▸ Document extract
........
The legislature has not
yet done so and the two courts still enjoy concurrent jurisdiction.
[21] In the recent
judgment of the constitutional court on this issue, Theron J writing
for the court in the matter of
Baloyi v Public Protector [2021]
42 ILJ 961(CC)
underscored this point when she said:- “it
is trite that the same set of facts may give rise to several
different causes
of action. In some instances, the forum in which a
particular cause of action may be pursued is prescribed in terms of
legislation
. In the labour law context where more than one
potential cause of action arises as a result of a dismissal dispute,
a litigant
must choose the cause of action she wishes to pursue and
prepare her pleadings accordingly. Where a litigant is required to
bring
a certain cause of action before a specifically competent
forum, it does not follow that they are bound to pursue a claim under
that cause of action simply because it is possible to do so.
........
(Excerpts from location labeling data)
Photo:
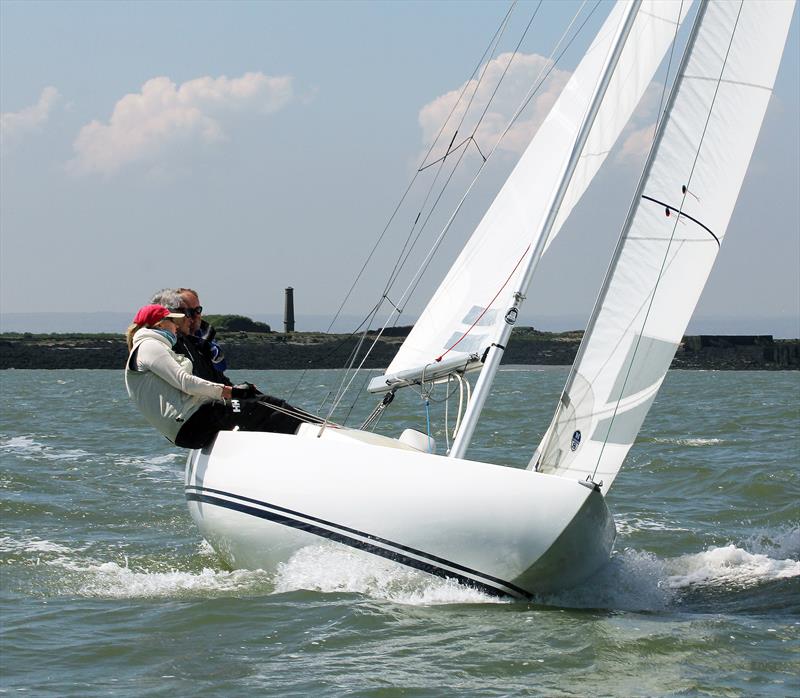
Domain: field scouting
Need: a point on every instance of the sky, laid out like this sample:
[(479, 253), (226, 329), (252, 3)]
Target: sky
[(243, 147)]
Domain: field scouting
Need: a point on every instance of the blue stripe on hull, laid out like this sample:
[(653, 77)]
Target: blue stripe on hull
[(374, 544)]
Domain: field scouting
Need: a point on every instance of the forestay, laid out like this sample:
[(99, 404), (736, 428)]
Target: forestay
[(671, 238), (457, 325)]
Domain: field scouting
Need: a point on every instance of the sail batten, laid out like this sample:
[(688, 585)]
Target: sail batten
[(491, 267), (665, 255)]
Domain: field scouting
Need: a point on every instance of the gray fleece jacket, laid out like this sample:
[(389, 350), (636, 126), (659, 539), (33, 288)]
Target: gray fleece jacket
[(161, 383)]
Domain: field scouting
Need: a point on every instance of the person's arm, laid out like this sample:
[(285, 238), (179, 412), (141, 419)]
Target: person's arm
[(154, 356)]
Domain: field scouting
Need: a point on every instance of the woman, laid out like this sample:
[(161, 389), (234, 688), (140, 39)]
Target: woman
[(186, 409)]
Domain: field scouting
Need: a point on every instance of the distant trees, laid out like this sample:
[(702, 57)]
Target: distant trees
[(236, 323)]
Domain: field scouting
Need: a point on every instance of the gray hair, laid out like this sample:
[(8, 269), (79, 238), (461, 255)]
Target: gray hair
[(168, 297)]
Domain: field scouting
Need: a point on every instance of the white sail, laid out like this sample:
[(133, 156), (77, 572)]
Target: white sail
[(471, 302), (671, 238)]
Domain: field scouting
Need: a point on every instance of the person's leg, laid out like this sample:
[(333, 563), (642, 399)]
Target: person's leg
[(260, 414), (199, 430)]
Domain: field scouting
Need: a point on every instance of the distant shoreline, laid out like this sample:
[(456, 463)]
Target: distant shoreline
[(308, 350)]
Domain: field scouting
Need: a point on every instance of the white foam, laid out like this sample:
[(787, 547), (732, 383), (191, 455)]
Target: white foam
[(728, 565), (785, 543), (36, 545), (111, 580), (626, 527), (632, 580), (329, 568), (689, 442), (29, 448)]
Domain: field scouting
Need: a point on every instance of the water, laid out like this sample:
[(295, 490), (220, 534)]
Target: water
[(107, 588)]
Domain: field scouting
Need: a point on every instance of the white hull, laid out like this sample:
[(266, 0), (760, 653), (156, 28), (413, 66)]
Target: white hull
[(258, 498)]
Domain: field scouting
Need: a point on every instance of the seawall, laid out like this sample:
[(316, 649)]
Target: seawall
[(317, 350)]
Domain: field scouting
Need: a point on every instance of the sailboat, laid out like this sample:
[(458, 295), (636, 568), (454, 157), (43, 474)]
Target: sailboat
[(259, 498)]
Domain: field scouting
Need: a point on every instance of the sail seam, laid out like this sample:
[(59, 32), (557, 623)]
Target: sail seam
[(674, 228), (486, 309), (680, 212), (373, 544)]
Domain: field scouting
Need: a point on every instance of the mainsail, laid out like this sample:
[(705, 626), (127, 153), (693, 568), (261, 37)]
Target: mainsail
[(671, 237), (461, 319)]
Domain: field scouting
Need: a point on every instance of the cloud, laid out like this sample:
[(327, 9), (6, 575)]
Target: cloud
[(524, 71), (14, 125), (143, 125)]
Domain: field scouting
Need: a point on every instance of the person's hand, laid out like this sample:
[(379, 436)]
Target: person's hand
[(243, 391)]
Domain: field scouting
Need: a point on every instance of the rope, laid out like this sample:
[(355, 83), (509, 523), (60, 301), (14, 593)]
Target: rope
[(411, 287)]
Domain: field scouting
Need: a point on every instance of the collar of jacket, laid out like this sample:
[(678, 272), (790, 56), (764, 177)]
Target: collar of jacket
[(147, 333)]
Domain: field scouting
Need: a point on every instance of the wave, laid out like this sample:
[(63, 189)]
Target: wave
[(739, 575), (112, 580), (28, 448), (329, 568), (688, 442)]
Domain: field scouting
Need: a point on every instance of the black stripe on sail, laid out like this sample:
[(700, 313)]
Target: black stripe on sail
[(684, 214), (374, 544)]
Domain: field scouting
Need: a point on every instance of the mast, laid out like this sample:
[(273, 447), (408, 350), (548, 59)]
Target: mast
[(628, 223), (494, 352)]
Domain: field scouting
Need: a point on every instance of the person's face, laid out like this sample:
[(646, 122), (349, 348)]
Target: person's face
[(190, 300), (169, 324)]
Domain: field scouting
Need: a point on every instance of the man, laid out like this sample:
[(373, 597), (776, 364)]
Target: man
[(250, 408), (196, 337)]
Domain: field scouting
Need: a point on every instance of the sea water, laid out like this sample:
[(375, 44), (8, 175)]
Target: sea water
[(108, 588)]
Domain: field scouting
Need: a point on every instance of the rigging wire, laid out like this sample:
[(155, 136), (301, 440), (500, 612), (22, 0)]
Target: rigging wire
[(371, 315), (551, 433), (437, 243), (672, 237)]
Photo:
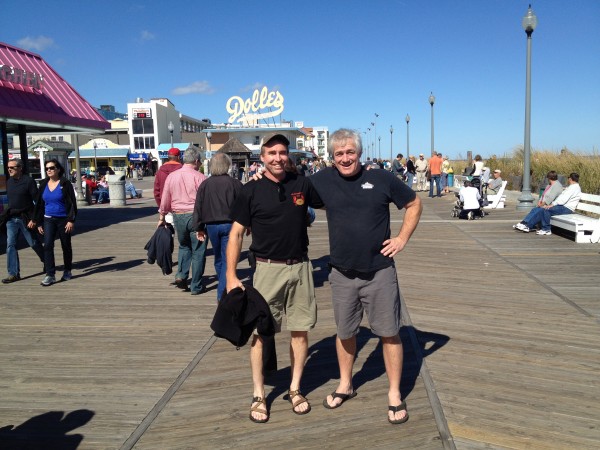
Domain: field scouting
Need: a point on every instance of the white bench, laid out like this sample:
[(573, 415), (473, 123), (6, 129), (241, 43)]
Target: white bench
[(497, 200), (586, 228)]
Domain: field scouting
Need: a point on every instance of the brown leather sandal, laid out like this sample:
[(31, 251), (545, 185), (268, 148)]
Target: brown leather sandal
[(301, 399), (258, 409)]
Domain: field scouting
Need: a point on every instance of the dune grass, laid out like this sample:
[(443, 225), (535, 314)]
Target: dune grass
[(542, 161)]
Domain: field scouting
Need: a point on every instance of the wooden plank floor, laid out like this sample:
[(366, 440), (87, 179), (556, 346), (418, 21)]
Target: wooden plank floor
[(501, 328)]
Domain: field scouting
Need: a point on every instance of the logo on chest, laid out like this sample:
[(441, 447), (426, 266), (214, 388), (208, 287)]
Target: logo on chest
[(298, 198)]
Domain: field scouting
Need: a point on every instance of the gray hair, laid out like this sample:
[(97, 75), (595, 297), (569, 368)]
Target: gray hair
[(220, 164), (342, 135), (191, 155)]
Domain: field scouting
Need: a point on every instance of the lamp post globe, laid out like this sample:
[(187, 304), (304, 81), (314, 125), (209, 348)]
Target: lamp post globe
[(407, 140), (391, 143), (431, 102), (526, 200)]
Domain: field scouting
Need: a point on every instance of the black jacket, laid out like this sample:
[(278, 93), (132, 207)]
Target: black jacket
[(160, 248), (239, 313)]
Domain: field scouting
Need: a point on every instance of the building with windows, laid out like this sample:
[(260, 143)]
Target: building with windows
[(158, 122)]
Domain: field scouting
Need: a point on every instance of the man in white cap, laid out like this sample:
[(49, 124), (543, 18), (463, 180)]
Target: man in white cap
[(495, 183), (275, 208)]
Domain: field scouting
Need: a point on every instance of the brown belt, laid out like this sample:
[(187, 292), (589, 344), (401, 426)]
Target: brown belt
[(287, 262)]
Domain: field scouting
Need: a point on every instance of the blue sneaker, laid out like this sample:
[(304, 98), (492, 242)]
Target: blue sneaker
[(48, 281)]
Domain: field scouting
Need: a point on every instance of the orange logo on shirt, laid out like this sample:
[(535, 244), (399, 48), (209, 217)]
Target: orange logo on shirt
[(298, 198)]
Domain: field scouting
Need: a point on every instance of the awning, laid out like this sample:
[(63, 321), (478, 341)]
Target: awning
[(33, 94), (138, 156)]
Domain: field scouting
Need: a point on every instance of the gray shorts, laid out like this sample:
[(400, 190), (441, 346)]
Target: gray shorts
[(377, 293)]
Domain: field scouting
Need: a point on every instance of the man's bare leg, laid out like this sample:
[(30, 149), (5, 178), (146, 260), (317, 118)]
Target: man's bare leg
[(346, 349), (258, 379), (392, 356), (298, 354)]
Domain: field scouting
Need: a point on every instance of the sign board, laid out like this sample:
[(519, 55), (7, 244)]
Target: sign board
[(142, 113), (261, 105)]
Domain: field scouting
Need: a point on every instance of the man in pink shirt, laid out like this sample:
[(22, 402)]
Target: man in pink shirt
[(179, 198)]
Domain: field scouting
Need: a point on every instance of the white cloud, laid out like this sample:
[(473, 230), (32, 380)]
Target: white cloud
[(252, 87), (37, 44), (197, 87), (147, 36)]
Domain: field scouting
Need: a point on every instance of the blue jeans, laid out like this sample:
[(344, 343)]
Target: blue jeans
[(557, 210), (56, 226), (435, 179), (218, 233), (14, 226), (534, 217), (191, 251)]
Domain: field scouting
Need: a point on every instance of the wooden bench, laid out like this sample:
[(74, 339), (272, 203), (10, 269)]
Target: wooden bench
[(497, 200), (586, 228)]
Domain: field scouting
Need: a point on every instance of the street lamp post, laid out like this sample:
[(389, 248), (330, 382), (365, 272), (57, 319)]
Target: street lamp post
[(391, 144), (431, 102), (95, 160), (407, 141), (171, 128), (529, 23)]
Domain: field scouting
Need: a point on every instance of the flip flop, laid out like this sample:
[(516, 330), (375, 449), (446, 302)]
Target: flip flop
[(258, 409), (343, 397), (395, 409), (301, 399)]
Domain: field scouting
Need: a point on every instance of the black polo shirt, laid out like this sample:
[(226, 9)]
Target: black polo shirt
[(276, 213), (21, 193), (358, 215)]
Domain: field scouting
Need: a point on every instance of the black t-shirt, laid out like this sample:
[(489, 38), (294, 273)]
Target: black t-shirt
[(276, 213), (358, 215), (21, 193)]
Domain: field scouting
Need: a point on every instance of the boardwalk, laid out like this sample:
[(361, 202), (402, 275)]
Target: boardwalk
[(502, 348)]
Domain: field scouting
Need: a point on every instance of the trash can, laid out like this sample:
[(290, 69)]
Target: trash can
[(116, 189)]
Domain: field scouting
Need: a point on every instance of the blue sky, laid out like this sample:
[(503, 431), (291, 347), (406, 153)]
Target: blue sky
[(337, 63)]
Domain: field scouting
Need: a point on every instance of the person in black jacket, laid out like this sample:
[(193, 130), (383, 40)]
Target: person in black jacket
[(212, 212), (21, 191), (54, 214)]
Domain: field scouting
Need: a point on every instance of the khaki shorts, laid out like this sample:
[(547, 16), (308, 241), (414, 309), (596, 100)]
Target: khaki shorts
[(289, 290)]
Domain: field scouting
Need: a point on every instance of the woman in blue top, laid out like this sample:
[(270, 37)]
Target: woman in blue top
[(55, 210)]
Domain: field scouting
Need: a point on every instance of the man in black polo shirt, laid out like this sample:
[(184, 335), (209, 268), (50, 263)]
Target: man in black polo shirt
[(363, 275), (275, 208), (21, 190)]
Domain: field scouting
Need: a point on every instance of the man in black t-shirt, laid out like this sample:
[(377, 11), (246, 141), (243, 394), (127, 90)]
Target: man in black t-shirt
[(275, 208), (21, 190), (363, 275)]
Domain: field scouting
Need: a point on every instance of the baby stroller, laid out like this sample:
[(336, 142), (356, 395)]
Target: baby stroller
[(458, 204)]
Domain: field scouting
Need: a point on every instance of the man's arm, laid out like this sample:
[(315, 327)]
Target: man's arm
[(234, 248), (411, 220)]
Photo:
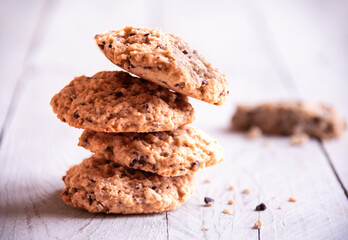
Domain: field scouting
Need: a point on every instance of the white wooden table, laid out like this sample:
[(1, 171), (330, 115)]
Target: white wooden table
[(269, 50)]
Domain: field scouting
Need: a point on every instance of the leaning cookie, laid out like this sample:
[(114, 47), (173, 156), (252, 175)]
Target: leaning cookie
[(100, 185), (172, 153), (286, 118), (117, 102), (166, 60)]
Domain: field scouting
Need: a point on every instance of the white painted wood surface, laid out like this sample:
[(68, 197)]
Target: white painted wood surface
[(268, 50)]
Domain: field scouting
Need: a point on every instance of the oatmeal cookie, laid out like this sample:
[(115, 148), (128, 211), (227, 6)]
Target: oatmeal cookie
[(287, 118), (166, 60), (100, 185), (113, 101), (172, 153)]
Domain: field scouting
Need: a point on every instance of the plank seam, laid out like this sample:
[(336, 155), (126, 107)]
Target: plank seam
[(21, 84), (327, 156)]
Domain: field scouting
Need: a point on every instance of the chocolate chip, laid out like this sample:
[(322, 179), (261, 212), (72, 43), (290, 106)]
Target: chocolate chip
[(164, 82), (102, 45), (131, 171), (117, 94), (133, 163), (109, 149), (90, 200), (180, 85), (116, 165), (261, 207), (208, 200), (76, 115)]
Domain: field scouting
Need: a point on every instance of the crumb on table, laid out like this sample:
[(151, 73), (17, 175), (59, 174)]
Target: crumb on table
[(207, 180), (261, 207), (299, 139), (226, 211), (254, 132), (208, 201), (246, 191), (257, 225)]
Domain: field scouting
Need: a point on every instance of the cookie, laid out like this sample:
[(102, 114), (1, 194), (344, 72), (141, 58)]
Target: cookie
[(166, 60), (117, 102), (100, 185), (172, 153), (286, 118)]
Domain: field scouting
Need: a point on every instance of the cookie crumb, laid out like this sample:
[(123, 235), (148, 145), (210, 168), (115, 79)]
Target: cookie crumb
[(298, 139), (292, 199), (254, 132), (226, 211), (261, 207), (257, 225), (207, 180), (267, 143), (209, 201), (246, 191)]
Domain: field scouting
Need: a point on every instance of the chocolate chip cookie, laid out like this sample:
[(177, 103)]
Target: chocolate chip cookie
[(114, 101), (100, 185), (286, 118), (166, 60), (172, 153)]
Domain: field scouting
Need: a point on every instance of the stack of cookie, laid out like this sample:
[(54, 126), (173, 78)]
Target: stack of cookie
[(145, 154)]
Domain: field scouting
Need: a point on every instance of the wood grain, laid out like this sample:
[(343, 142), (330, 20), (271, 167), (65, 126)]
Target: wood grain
[(16, 33), (262, 62)]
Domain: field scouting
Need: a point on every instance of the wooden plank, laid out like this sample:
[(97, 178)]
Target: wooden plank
[(37, 149), (16, 34), (264, 79), (317, 60)]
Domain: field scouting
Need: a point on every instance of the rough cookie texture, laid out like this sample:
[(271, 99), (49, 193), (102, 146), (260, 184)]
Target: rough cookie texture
[(100, 185), (172, 153), (286, 118), (117, 102), (166, 60)]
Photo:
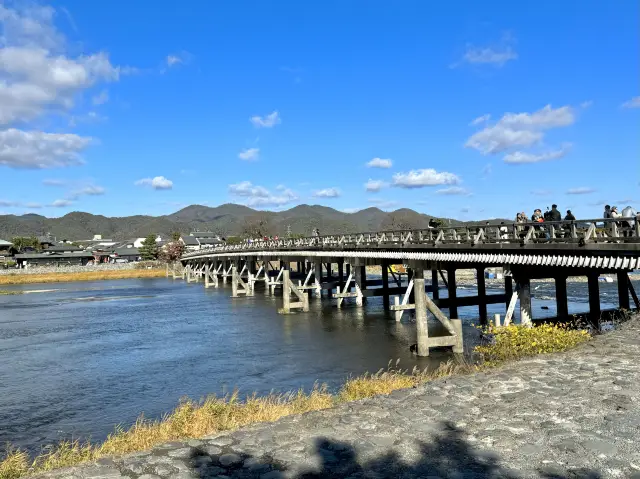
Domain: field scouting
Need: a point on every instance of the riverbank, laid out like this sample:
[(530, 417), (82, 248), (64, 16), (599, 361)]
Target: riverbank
[(196, 419), (86, 275), (561, 415)]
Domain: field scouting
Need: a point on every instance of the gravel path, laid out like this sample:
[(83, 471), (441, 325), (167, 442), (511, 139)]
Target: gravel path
[(569, 415)]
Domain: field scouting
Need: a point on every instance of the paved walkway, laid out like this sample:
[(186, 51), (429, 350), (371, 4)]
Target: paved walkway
[(570, 415)]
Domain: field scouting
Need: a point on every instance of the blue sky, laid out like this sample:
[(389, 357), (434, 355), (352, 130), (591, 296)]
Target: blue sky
[(461, 109)]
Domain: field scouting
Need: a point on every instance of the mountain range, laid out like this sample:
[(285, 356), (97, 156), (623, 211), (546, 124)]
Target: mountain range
[(225, 220)]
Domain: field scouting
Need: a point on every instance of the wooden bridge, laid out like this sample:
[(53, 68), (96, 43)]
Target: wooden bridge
[(337, 264)]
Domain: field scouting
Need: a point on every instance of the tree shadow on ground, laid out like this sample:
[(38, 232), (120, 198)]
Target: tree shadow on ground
[(446, 455)]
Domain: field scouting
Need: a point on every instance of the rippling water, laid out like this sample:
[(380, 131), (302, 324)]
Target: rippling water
[(78, 360)]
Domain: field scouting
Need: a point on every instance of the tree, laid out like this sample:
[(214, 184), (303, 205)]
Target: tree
[(149, 248), (21, 242), (172, 251), (257, 226)]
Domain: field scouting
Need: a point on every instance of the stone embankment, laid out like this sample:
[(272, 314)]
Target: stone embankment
[(574, 414)]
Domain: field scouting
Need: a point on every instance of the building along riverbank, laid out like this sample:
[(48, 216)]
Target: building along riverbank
[(80, 273)]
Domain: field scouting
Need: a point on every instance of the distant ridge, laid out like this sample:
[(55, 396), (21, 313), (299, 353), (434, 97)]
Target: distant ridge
[(226, 220)]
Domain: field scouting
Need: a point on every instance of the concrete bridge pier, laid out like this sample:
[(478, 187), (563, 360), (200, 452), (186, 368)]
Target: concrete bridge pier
[(423, 303)]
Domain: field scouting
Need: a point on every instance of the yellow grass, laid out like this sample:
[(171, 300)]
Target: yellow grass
[(516, 341), (193, 419), (83, 276)]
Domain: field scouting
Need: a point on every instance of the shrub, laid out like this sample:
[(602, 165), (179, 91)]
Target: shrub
[(518, 341)]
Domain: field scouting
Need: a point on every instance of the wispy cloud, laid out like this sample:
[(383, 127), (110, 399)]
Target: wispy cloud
[(327, 193), (582, 190), (633, 103), (519, 157), (454, 190), (249, 154), (157, 183), (374, 186), (423, 178), (380, 163), (268, 121), (259, 196)]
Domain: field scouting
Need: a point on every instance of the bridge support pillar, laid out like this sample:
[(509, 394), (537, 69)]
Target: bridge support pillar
[(452, 326), (623, 290), (434, 283), (482, 296), (287, 288), (385, 284), (317, 273), (453, 293), (361, 283), (508, 288), (524, 294), (562, 306), (594, 300), (238, 286)]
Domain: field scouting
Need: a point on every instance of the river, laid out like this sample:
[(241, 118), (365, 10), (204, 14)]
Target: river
[(83, 357)]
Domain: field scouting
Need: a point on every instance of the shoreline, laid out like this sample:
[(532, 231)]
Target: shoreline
[(191, 420), (66, 277)]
........
▸ What you need to do
[1] List every number that appears in the judgment extract.
[2] Answer these questions using the judgment extract, one per line:
(a) Who wrote for the court in the Baloyi matter?
(b) What do the two courts still enjoy?
(c) In the labour law context, what must a litigant choose?
[3] Copy word for word the stretch of the judgment extract from "[21] In the" through "42 ILJ 961(CC)".
Rely only on the judgment extract to answer.

▸ Full solutions
[1] 21, 2021, 42, 961

[2]
(a) Theron J
(b) Concurrent jurisdiction
(c) The cause of action she wishes to pursue

[3]
[21] In the recent
judgment of the constitutional court on this issue, Theron J writing
for the court in the matter of
Baloyi v Public Protector [2021]
42 ILJ 961(CC)